L’uomo ha bisogno dei prodotti della terra come essere fisico e sensibile, e non qual essere calcolatore. Quindi conviene cercare ne’ suoi bisogni, e non già nel suo intendimento la ragione ed i limiti della sua proprietà, delle cose necessarie alla sua vita ed alla sua perfezione.
La proprietà verace di queste, la sola che meriti nome di proprietà, si limita a quello, che ci fa duopo pel soddisfacimento dei nostri attuali bisogni. La proprietà futura e permanente è una istituzione estranea all’ordine ed alla natura delle facoltà umane.
Il primo che stabilì la permanenza della proprietà delle cose necessarie alla vita ed alla perfezione, dischiuse la trista sorgente della schiavitù, del delitto, e dello snaturamento dell’uomo.

(Cap. XVIII, Proprietà, pp. 45-46)



Come il diritto di proprietà suppone un bisogno, ogni diritto di proprietà finisce col finir della vita. Chi fa testamento, dispone de’ beni per un tempo, in cui non ha più diritto sopra di essi. Quale più grande assurdo di quello di trasmettere un diritto in un tempo in cui quel diritto più non si ha?

(Cap. XIX, Proprietà. Atti di ultima volontà, p. 47)



Da per tutto si annunzia come uno de’ maggiori beni, che produrrà la democrazia, il rifiorimento del commercio. Le teste politiche se ne scaldano, ne ribollono. Ma non si è pensato molto ad esaminare prima, se il commercio convenga alla Democrazia, e qual commercio, e fino a qual segno.

* * * * * * * * *

#### CONSEGNE DELL'ESERCIZIO:
(1) Riproduci parola per parola il passo del testo sulla proprietà che comincia con "L’uomo ha bisogno" e prosegue fino a "delle facoltà umane.".
(2) Secondo il testo sulla proprietà, quando finisce ogni diritto di proprietà?
(3) Riprendi il testo sulla proprietà e continualo a partire dalla sua ultima frase.
Le righe riportate qui non hanno alcun legame con il testo sulla proprietà.

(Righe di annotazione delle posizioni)
* * * * * * * * *

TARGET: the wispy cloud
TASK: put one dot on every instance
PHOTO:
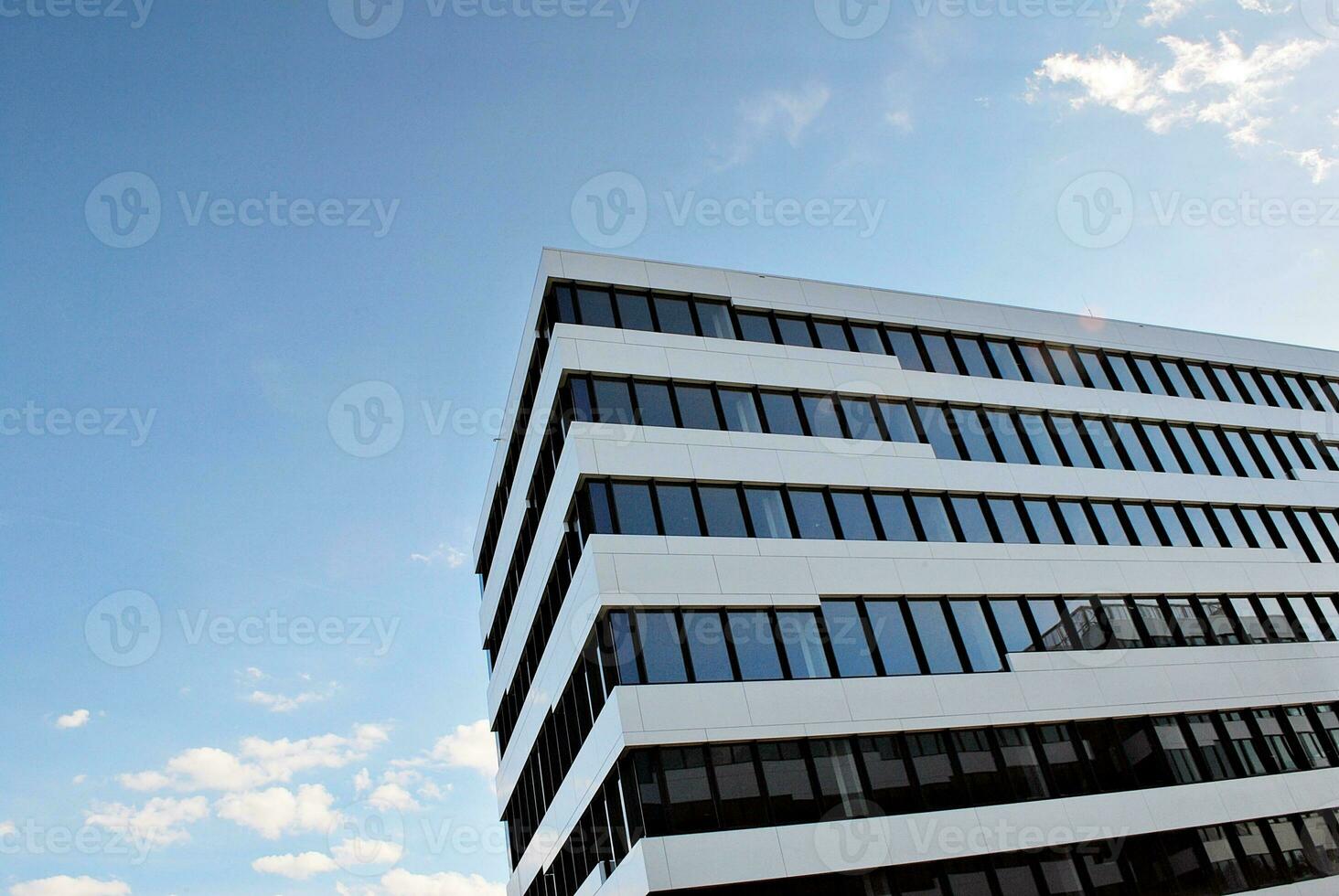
(450, 556)
(257, 763)
(774, 112)
(75, 720)
(1206, 82)
(158, 823)
(66, 886)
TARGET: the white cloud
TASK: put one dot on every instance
(1206, 82)
(445, 553)
(1163, 12)
(790, 114)
(395, 797)
(279, 810)
(358, 852)
(284, 703)
(63, 886)
(75, 720)
(158, 823)
(402, 883)
(257, 763)
(470, 746)
(295, 867)
(1313, 162)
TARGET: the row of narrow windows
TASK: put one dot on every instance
(955, 432)
(658, 792)
(877, 636)
(722, 509)
(1200, 861)
(915, 347)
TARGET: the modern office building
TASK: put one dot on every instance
(793, 587)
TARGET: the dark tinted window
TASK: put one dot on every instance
(831, 335)
(940, 355)
(634, 311)
(972, 354)
(1065, 366)
(678, 510)
(675, 315)
(767, 513)
(1004, 360)
(1007, 437)
(894, 517)
(897, 421)
(821, 414)
(1077, 521)
(654, 405)
(741, 804)
(741, 410)
(697, 408)
(596, 307)
(707, 647)
(721, 507)
(1152, 380)
(1129, 438)
(969, 422)
(1009, 521)
(935, 638)
(1109, 523)
(976, 636)
(632, 501)
(905, 348)
(971, 520)
(868, 339)
(1039, 435)
(802, 643)
(892, 638)
(687, 789)
(660, 647)
(794, 331)
(714, 317)
(612, 400)
(781, 412)
(755, 645)
(811, 515)
(937, 429)
(1042, 517)
(1091, 363)
(934, 517)
(853, 516)
(789, 788)
(1035, 363)
(755, 327)
(846, 635)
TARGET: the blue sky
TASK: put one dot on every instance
(220, 218)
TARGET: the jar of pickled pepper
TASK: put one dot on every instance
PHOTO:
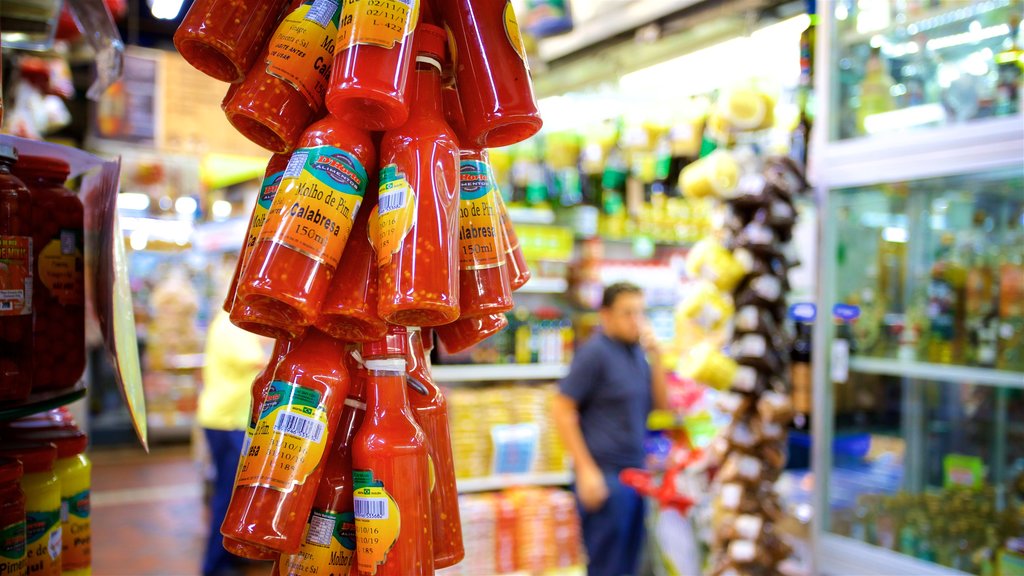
(15, 282)
(58, 287)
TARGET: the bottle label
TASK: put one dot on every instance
(378, 521)
(15, 275)
(329, 544)
(314, 208)
(43, 541)
(77, 532)
(513, 34)
(301, 50)
(394, 215)
(289, 441)
(263, 202)
(60, 268)
(378, 23)
(480, 244)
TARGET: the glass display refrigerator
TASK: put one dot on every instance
(919, 342)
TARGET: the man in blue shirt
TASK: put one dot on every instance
(615, 379)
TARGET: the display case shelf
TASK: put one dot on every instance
(468, 373)
(940, 372)
(41, 402)
(494, 483)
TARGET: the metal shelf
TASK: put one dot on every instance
(499, 372)
(494, 483)
(941, 372)
(41, 402)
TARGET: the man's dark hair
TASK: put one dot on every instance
(612, 292)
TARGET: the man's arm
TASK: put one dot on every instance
(591, 488)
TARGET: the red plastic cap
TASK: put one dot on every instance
(42, 167)
(70, 443)
(10, 469)
(391, 344)
(430, 40)
(35, 456)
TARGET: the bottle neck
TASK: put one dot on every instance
(427, 89)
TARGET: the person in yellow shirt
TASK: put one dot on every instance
(233, 358)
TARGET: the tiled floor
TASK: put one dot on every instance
(147, 513)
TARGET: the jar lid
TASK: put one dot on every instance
(35, 456)
(70, 443)
(391, 344)
(430, 40)
(10, 469)
(42, 166)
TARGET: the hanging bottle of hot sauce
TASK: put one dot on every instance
(430, 411)
(417, 217)
(391, 471)
(258, 392)
(349, 311)
(306, 229)
(275, 486)
(284, 92)
(329, 543)
(223, 38)
(373, 62)
(492, 72)
(271, 180)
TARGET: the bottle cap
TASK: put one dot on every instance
(42, 167)
(430, 40)
(391, 344)
(35, 456)
(10, 469)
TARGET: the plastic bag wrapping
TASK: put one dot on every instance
(97, 25)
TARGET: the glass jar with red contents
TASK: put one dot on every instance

* * * * * * * * *

#### RISPOSTE PER CONSEGNA:
(1)
L’uomo ha bisogno dei prodotti della terra come essere fisico e sensibile, e non qual essere calcolatore. Quindi conviene cercare ne’ suoi bisogni, e non già nel suo intendimento la ragione ed i limiti della sua proprietà, delle cose necessarie alla sua vita ed alla sua perfezione.
La proprietà verace di queste, la sola che meriti nome di proprietà, si limita a quello, che ci fa duopo pel soddisfacimento dei nostri attuali bisogni. La proprietà futura e permanente è una istituzione estranea all’ordine ed alla natura delle facoltà umane.

(2) Finisce col finir della vita.

(3)
(Cap. XXIII, Commercio, p. 53)

Commercio!… Colui che estese il commercio al di là della permuta, strinse i primi anelli delle catene di schiavitù, già preparati dalle proprietà permanenti. L’agevolezza di acquistare moltiplicò insani bisogni, diè luogo all’avidità, alle frodi, alle disuguaglianze di fortune, stabilì i non possidenti, ed andò in tal guisa corrompendo morale, ordini sociali, e libertà.

(Cap. XXIII, Commercio, p. 54)



Il solo possidente è libero, perché egli solo è indipendente. Chi ha braccia e suolo, non dee più mendicare la sua sussistenza da altri: l’ha da se stesso. Allora finalmente non è egli in soggettamento di alcuno; allora può senza riguardi, senza speranze, e senza timori far uso ragionevole delle intere sue facoltà.

(Cap. XXIV, Agricoltura, pp. 57-58)



Un piccolo possidente il quale ricavi da se stesso i necessarj prodotti di pastorizia e di agricoltura, non ha bisogno di fare alcun commercio […], può aver bisogno di fare quel solo commercio, che gli sarà ben agevole di fare da se medesimo. Chiunque ha passato alcun tempo alla campagna, sa che gran parte del commercio loro nol fanno altramente i contadini. Là dove ognuno ha tutto o quasi tutto il sufficiente per un vivere agevole e tranquillo, perché mai si dovrebbero fare ampJ commerci?

(Cap. XXIV, Agricoltura, p. 59)



Dà un’occhiata al globo: tu vedrai che gli uomini vi sono corrotti a misura che sono in più gran numero ammassati nelle città. Vedrai che quando è più piccolo un villaggio, tanto in generale vi sono più puri i costumi.

(Cap. XXV, Città, p. 60)



Un popolo che in mezzo allo scompiglio delle facoltà umane si trovi in quella fattizia ignoranza, non può risorgere alla libertà se non per via di un’istruzione opportuna e ben guidata, e di quelle altre istituzioni, e di quelle altre istituzioni, le quali debbono accompagnare l’istruzione, perché si abbia da questa una soda e sufficiente utilità.

(Cap. XXX, Istruzione, pp. 71-72)



Un uomo può fare società, può convivere in amicizia con un altro uomo in qualsivoglia angolo della terra. Ogni uomo dunque lo può con ogni altro uomo, e tutti gli uomini lo possono con tutti.

(Cap. XXXIII, Società universale, p. 79)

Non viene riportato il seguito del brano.